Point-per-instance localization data

□ □ □ □ □

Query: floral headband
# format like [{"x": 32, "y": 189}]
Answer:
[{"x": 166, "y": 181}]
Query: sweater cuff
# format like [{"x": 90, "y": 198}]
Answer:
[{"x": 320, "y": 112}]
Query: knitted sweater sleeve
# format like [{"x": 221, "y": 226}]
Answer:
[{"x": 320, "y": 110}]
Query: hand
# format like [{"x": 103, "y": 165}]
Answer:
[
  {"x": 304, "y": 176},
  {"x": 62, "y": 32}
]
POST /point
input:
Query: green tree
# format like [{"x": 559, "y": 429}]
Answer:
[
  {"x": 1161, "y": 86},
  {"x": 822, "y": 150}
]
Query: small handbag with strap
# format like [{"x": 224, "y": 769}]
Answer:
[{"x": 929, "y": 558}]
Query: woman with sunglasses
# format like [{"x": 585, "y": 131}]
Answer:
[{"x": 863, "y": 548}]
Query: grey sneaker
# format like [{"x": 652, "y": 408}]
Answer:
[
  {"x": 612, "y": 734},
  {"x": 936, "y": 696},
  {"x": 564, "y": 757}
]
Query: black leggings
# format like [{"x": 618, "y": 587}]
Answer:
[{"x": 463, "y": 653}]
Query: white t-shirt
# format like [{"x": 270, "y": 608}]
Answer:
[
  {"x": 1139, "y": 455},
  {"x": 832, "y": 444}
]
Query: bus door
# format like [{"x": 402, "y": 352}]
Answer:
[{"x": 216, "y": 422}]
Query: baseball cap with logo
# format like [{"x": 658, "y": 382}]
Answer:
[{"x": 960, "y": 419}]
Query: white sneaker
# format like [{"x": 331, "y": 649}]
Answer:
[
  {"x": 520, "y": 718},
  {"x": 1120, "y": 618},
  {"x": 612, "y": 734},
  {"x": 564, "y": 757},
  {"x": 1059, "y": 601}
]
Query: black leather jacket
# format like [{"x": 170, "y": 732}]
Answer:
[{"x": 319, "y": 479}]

□ □ □ □ □

Work item: Please repeat each line from the one with "Query: white t-shirt" through the last line of the data above, and add nothing.

Your solution:
Query: white t-shirt
# format like [{"x": 270, "y": 608}]
Answer:
[
  {"x": 1139, "y": 455},
  {"x": 832, "y": 444}
]
Query: bus door
# format like [{"x": 402, "y": 352}]
Answer:
[{"x": 216, "y": 422}]
Query: baseball cap with logo
# format like [{"x": 658, "y": 382}]
Answer:
[{"x": 960, "y": 419}]
Query: white sneaker
# format like [{"x": 331, "y": 649}]
Answer:
[
  {"x": 520, "y": 718},
  {"x": 1120, "y": 618},
  {"x": 612, "y": 734},
  {"x": 564, "y": 757},
  {"x": 1059, "y": 601}
]
Query: black leather jacket
# format like [{"x": 170, "y": 732}]
Answer:
[{"x": 319, "y": 479}]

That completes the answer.